■ REQUIRED WORK
Transcribe all records exactly.

Items listed in a dataset
__________

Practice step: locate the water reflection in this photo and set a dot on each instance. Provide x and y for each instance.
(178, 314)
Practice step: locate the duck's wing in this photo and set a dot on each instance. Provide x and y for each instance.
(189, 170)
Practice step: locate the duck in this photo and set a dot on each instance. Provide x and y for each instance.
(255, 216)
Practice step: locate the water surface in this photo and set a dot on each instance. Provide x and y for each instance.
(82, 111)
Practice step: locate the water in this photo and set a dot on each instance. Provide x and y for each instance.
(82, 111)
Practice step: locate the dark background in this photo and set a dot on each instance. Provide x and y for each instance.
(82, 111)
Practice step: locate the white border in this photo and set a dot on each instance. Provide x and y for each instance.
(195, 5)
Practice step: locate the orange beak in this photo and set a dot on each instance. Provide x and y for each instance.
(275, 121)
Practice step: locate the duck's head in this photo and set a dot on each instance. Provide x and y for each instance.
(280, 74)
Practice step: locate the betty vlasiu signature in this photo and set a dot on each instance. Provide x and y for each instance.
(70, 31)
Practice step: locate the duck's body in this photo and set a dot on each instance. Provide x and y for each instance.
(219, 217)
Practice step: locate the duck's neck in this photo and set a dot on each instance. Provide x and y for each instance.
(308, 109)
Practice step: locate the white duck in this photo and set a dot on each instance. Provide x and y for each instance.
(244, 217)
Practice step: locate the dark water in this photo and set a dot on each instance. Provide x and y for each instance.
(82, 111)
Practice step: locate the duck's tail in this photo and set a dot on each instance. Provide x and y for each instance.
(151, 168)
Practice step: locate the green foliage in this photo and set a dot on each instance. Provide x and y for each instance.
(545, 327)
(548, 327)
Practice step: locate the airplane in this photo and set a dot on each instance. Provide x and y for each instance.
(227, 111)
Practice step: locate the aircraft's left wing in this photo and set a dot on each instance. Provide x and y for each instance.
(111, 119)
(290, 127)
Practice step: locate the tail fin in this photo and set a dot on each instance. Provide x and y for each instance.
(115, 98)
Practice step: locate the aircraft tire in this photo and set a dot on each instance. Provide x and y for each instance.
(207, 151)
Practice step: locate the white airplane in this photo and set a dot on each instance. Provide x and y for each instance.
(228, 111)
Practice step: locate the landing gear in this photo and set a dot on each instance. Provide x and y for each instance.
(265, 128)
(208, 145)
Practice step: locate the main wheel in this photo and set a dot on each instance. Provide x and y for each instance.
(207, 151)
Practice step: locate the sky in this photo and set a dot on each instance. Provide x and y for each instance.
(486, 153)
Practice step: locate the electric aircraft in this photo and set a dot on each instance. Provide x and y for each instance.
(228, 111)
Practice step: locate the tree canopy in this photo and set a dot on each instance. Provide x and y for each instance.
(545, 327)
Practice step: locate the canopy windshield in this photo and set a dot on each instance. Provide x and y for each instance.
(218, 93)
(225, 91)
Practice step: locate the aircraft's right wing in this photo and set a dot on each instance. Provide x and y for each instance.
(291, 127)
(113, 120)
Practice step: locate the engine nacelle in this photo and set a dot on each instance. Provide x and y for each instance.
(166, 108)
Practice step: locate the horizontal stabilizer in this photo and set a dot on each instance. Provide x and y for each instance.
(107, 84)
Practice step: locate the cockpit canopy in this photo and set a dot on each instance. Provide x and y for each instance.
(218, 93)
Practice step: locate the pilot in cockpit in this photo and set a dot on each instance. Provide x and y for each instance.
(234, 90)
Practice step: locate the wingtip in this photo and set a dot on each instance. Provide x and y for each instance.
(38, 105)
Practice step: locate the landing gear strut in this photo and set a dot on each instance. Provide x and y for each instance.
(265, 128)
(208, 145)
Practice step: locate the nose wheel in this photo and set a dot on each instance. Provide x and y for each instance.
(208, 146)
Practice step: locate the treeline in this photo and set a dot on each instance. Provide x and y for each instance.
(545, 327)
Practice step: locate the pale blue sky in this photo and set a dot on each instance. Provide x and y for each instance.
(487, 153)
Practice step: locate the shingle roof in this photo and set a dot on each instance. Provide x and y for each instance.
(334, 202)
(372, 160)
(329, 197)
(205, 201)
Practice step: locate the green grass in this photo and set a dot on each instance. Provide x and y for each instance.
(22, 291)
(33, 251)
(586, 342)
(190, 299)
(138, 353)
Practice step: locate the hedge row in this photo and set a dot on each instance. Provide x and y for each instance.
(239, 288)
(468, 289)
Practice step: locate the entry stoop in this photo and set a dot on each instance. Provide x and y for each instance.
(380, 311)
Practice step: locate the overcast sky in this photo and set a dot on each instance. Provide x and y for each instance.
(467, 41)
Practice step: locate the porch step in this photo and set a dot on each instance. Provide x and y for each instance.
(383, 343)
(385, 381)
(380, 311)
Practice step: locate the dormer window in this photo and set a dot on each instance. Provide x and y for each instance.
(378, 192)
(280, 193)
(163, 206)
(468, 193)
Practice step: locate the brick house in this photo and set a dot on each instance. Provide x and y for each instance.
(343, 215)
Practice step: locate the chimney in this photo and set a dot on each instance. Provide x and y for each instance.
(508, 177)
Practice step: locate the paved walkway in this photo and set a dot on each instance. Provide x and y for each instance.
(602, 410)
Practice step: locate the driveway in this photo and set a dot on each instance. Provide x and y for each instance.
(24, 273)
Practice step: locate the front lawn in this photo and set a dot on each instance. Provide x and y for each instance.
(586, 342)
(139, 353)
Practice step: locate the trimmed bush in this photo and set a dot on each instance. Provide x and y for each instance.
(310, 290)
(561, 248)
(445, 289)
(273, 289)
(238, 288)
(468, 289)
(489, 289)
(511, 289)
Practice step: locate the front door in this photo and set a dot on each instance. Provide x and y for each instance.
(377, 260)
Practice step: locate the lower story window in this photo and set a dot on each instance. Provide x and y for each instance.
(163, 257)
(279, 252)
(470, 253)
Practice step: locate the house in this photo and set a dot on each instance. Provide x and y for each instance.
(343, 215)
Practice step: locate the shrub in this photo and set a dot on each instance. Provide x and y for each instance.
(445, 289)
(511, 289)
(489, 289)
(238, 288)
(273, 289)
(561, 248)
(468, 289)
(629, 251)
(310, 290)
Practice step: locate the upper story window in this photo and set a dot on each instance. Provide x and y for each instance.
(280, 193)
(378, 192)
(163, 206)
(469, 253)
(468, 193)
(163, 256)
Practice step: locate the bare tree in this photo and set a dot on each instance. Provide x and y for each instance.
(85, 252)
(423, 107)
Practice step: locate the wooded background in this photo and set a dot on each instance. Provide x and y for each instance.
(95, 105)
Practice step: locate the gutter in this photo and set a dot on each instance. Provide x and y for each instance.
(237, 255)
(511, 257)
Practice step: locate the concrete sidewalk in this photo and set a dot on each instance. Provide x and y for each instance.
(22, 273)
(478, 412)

__________

■ WRITTEN SOLUTION
Practice step: locate the water reflection in this photo and set a dot on each instance. Provide x and y for each instance.
(178, 314)
Practice step: locate the duck's wing in this photo and set a dot on each instance. Provide x and y for each instance.
(189, 170)
Practice step: locate the duck in this photo and set a dot on each instance. Provide x and y for each instance.
(255, 216)
Practice step: locate the water surface in this photo and set a dot on each instance. Provide x and y for each instance.
(82, 111)
Practice step: locate the water in this photo and set a dot on each instance. Provide x and y for each instance.
(82, 111)
Practice step: locate the dark background in this photo and set a dot on each instance. Provide x and y for each instance.
(82, 111)
Practice step: locate the white border in this photo and set a dot on each instance. Provide x and y for each instance.
(195, 5)
Practice step: locate the orange beak in this photo and set a dot on each instance. Provide x and y for each instance.
(275, 121)
Practice step: locate the duck's head in this photo and set a dot on each instance. Provide x and y for each instance.
(280, 74)
Practice step: locate the betty vlasiu signature in this photo and set a dot on each instance. Provide x and y for each instance.
(70, 31)
Practice step: locate the duck's body in this photo and set a dot on each instance. Provide x and y for each instance.
(219, 217)
Practice step: locate the duck's neck in this photo and set a dot on each instance. Provide x and y for each instance.
(308, 109)
Practice step: locate the white duck in this photo and set a dot on each instance. Provide x and y for each instance.
(244, 217)
Practice step: locate the dark water in this photo and set a dot on each instance. Provide x and y for each instance.
(82, 111)
Practice step: locate the duck's tail in this photo and set a dot on each instance. Provide x and y for each instance.
(151, 168)
Practice step: locate the green foliage in this photo and set a dot on each instance. Provide x and y for each instance.
(545, 327)
(548, 327)
Practice step: locate the airplane in this photo and set a dot on each instance. Provide x and y for each instance.
(227, 111)
Practice step: locate the aircraft's left wing in this photo and set a dot on each instance. Provide x and y for each instance.
(111, 119)
(290, 127)
Practice step: locate the tail fin in this photo and set a dot on each instance. Provide x and y for each instance.
(115, 98)
Practice step: locate the aircraft tire in this photo and set a dot on each instance. Provide x and y for each instance.
(207, 151)
Practice step: locate the white airplane in this photo and set a dot on each instance. Provide x and y for each instance.
(228, 111)
Practice step: locate the landing gear in this photo and set a dot on each instance. Provide x and y for each instance.
(265, 128)
(208, 145)
Practice step: locate the main wheel in this photo and set a dot on each instance. Provide x and y for each instance.
(207, 151)
Practice step: locate the sky in this photo and set a dot on each instance. Provide x and y for each instance.
(486, 153)
Practice step: locate the electric aircraft in this photo and set a dot on each instance. Provide x and y for each instance.
(228, 111)
Practice step: locate the tree canopy in this photo and set a dot on each instance. Provide x and y for each instance.
(545, 327)
Practice step: locate the canopy windshield in this photo and set a dot on each instance. Provide x and y for each instance.
(218, 93)
(225, 91)
Practice step: locate the aircraft's right wing in this photo and set a dot on each instance. Provide x and y for each instance.
(291, 127)
(113, 120)
Practice step: locate the engine nacelle in this photo and set a dot on each instance. Provide x and y for each instance.
(166, 108)
Practice step: locate the horizontal stabilizer in this photo and set a dot on each instance. Provide x and y for each instance.
(107, 84)
Practice step: locate the cockpit canopy in this photo and set a dot on each instance. Provide x and y for each instance.
(218, 93)
Practice step: locate the pilot in cockpit in this photo and set a dot on each instance. Provide x and y for each instance.
(234, 90)
Practice step: locate the wingtip in this photo and set a dot on each instance. Provide x and y for each instance.
(38, 105)
Practice step: locate the landing gear strut in this photo and set a dot on each instance. Provide x and y for each instance.
(265, 128)
(208, 145)
Practice step: locate the nose wheel in this photo and set a dot on each instance. Provide x and y for each instance.
(208, 146)
Practice step: locate the treeline in this photo and set a dot on each instance. Provide x and y for each instance.
(545, 327)
Practice step: locate the pale blue sky in this photo and set a dot on each instance. Provide x and y for each instance.
(487, 153)
Practice step: locate the shingle roof in this photo and set a dot on each instance. Provide x and y for each instance.
(334, 202)
(372, 160)
(329, 197)
(205, 201)
Practice step: locate the green grass in this photo and set a dot on each instance. Provide x and y for each instance.
(22, 291)
(33, 251)
(586, 342)
(190, 299)
(138, 353)
Practice step: locate the hedge row in this photo and set a dot on each instance. Provide x and y for each instance.
(239, 288)
(468, 289)
Practice step: locate the entry stoop in this photo and set a dot on each instance. Provide x and y for each instance.
(380, 311)
Practice step: locate the overcast sky in this photo and set a dot on each instance. Provide x and y for each instance.
(467, 41)
Practice step: locate the porch step in this photo and set a dot on each instance. Provide x and y for each instance.
(383, 343)
(385, 381)
(380, 311)
Practice step: locate the dormer window in this photo and set a dot on each instance. Provide x and y for each instance.
(378, 192)
(280, 193)
(163, 206)
(468, 193)
Practice step: locate the brick house in this photo and set a dot on each instance. Provide x and y for each instance.
(343, 215)
Practice step: locate the chimney in this photo and set a dot on each instance. Provide x and y for each instance.
(508, 177)
Practice step: locate the paved walkway in this photo and set a dot on each instance. Provide x and y for each instance.
(602, 410)
Practice step: locate the driveway in this photo and set a dot on each instance. Provide x and y for each instance.
(24, 273)
Practice step: locate the front lawn in this photo and set a dot on each instance. Provide x and y for each instance.
(586, 342)
(139, 353)
Practice step: locate the trimmed bush in this photo and set a dot on each instance. Provide x and y for each instance.
(310, 290)
(561, 248)
(445, 289)
(273, 289)
(238, 288)
(468, 289)
(489, 289)
(511, 289)
Practice step: locate the front door in this photo and set a dot on each instance. Provide x and y for each instance.
(377, 260)
Practice step: locate the lower story window in this photo and set a dot on each instance. Provide x and y for each instance.
(163, 257)
(279, 252)
(470, 253)
Practice step: locate the house in this photo and set a dot on each instance. Provide x and y for each instance.
(343, 215)
Practice step: locate the shrub in this photo and set a dot on each instance. Provide x and y for each instance.
(445, 289)
(511, 289)
(489, 289)
(238, 288)
(273, 289)
(561, 248)
(468, 289)
(629, 251)
(310, 290)
Practice step: locate the upper story window in this photo and set a dot on each instance. Provide x and y for each instance.
(280, 193)
(378, 192)
(163, 206)
(469, 253)
(468, 193)
(163, 256)
Practice step: locate the bare tree in this photo and set a dot on each instance. Provide x and y for each instance.
(85, 252)
(423, 107)
Practice step: locate the wooded background in this photo and set a dot on each instance. Provide x and y for each instance.
(95, 105)
Practice step: locate the gutter in this photo and set a dot on each instance. Provide x and y for each instance.
(237, 255)
(511, 257)
Practice step: locate the concrete sidewalk in this photo and set a dot on each instance. Provide x and y for each instance.
(22, 273)
(478, 412)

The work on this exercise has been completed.